» Input:
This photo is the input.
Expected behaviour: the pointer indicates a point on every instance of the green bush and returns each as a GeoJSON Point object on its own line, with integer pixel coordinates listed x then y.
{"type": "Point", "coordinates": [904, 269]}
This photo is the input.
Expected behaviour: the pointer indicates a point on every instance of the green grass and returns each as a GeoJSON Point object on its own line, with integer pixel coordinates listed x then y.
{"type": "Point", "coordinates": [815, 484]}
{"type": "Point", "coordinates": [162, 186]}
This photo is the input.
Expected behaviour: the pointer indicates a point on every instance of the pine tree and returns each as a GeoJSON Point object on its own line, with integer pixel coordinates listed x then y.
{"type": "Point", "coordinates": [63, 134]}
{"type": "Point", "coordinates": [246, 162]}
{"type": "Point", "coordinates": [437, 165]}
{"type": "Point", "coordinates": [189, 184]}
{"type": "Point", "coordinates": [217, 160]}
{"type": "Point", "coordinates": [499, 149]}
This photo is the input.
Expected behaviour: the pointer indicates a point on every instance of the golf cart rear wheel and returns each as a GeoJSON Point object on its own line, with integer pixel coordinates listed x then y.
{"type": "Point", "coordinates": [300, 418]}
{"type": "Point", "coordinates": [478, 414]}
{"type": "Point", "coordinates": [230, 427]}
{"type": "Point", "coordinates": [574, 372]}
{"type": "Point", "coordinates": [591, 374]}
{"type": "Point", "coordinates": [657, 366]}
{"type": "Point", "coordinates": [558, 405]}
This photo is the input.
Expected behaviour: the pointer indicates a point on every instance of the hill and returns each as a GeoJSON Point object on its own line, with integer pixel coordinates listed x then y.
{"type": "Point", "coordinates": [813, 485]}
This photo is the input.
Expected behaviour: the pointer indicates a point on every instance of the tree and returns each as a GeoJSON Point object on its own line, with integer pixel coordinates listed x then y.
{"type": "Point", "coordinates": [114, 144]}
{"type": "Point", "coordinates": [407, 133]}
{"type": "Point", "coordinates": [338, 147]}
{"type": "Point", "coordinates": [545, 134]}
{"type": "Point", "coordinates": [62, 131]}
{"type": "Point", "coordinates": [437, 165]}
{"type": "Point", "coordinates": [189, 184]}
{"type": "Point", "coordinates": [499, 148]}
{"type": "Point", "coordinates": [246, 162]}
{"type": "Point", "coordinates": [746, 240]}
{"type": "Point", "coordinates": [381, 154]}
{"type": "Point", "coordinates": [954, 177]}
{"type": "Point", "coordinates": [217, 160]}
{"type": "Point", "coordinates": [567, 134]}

» Problem to solve: Word for word, write out all of the data above.

» Result for this exercise:
This photo is the input.
Expected behaviour: the pointer indicates a point on every instance of the green bush and returns each as a GeoJSON Point object on its own line, with integer pixel coordinates listed x then y.
{"type": "Point", "coordinates": [904, 269]}
This photo is the input.
Expected behaviour: the pointer indicates a point on every instance of the green grass and returns each as a GeoJSON Point object on its own line, with integer pixel coordinates listed x then y.
{"type": "Point", "coordinates": [815, 484]}
{"type": "Point", "coordinates": [162, 186]}
This photo is the input.
Expected behaviour: the pointer indicates a point on every instance of the pine tree and returns each as a GeoJSON Point object on its own line, with integer pixel coordinates listed x then y.
{"type": "Point", "coordinates": [63, 134]}
{"type": "Point", "coordinates": [246, 162]}
{"type": "Point", "coordinates": [437, 165]}
{"type": "Point", "coordinates": [189, 184]}
{"type": "Point", "coordinates": [217, 160]}
{"type": "Point", "coordinates": [499, 149]}
This photo is the input.
Expected behaviour: the pointer indicates a point on every instance of the golf cart rear wheel and returns each as a GeoJSON Point object on its own line, with integer pixel coordinates listed x then y.
{"type": "Point", "coordinates": [300, 418]}
{"type": "Point", "coordinates": [478, 414]}
{"type": "Point", "coordinates": [230, 427]}
{"type": "Point", "coordinates": [574, 372]}
{"type": "Point", "coordinates": [591, 374]}
{"type": "Point", "coordinates": [657, 366]}
{"type": "Point", "coordinates": [558, 405]}
This photo is the input.
Expected behaviour: the pointer indicates a point on every instance of the hill and returns each as a GeoJSON Point object on its own line, with integer pixel coordinates listed x then y.
{"type": "Point", "coordinates": [813, 485]}
This photo is the input.
Expected behaviour: the pointer indicates a point on every instance of the tree and returns each as a GeoJSON Point object on its own line, with integer pixel coordinates listed x then y.
{"type": "Point", "coordinates": [114, 144]}
{"type": "Point", "coordinates": [407, 133]}
{"type": "Point", "coordinates": [338, 147]}
{"type": "Point", "coordinates": [545, 134]}
{"type": "Point", "coordinates": [62, 131]}
{"type": "Point", "coordinates": [437, 165]}
{"type": "Point", "coordinates": [189, 184]}
{"type": "Point", "coordinates": [499, 148]}
{"type": "Point", "coordinates": [246, 162]}
{"type": "Point", "coordinates": [746, 240]}
{"type": "Point", "coordinates": [381, 154]}
{"type": "Point", "coordinates": [954, 177]}
{"type": "Point", "coordinates": [217, 160]}
{"type": "Point", "coordinates": [567, 134]}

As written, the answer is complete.